MATERIAL FOR THE TASK »

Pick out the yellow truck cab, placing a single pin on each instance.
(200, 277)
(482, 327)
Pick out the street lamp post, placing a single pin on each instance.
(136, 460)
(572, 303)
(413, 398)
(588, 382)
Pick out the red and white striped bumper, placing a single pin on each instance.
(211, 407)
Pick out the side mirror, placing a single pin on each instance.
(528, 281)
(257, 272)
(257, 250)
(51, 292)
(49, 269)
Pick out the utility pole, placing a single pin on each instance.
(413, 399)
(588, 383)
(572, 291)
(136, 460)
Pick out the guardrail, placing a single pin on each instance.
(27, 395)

...

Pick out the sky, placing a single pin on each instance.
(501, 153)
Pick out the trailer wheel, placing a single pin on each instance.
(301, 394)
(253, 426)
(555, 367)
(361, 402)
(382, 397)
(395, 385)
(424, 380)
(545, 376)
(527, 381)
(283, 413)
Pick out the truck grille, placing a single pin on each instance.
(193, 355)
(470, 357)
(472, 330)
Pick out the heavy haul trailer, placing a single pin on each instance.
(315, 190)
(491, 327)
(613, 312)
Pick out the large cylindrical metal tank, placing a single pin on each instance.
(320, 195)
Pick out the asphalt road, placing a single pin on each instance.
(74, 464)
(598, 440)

SHORT PROBLEM »
Collect every line in the records above that contains the word "trailer", and reproduce each of those lines in full.

ANSWER BELOW »
Pick out the trailer wheel, placing a single pin on each instance.
Pick out the heavy haul trailer, placing a single pin on each instance.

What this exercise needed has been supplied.